* **What is expected**
For this exercise, copy the data exactly and omit any images.

════════

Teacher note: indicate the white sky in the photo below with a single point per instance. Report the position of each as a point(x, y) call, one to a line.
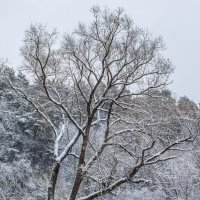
point(177, 21)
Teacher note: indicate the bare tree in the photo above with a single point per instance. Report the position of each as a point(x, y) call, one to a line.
point(93, 84)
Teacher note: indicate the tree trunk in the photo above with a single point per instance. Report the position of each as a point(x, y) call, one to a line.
point(79, 173)
point(53, 179)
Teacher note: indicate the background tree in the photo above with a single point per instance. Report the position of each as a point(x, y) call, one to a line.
point(91, 93)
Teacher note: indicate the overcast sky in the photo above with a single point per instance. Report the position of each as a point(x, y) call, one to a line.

════════

* **Answer area**
Teacher note: indicate the white sky in the photo below with a single point per instance. Report the position of each as a point(x, y) call, one to a line.
point(177, 21)
Teacher note: indicate the bare tree in the photo above with a single point per instance. Report the position of each as a point(x, y) call, one to a line.
point(93, 84)
Teacher note: indicate the tree trunk in the photo above with a single point per instance. Report the position of each as a point(x, y) call, one to a line.
point(79, 173)
point(53, 179)
Teacher note: indicate the background tree in the photo above with a single point per instance. Report the position of each as a point(x, y) call, one to a line.
point(91, 93)
Teacher note: indicate the overcast sky in the photo above with a single point per instance. Report the position of each as a point(x, y) call, one to a line.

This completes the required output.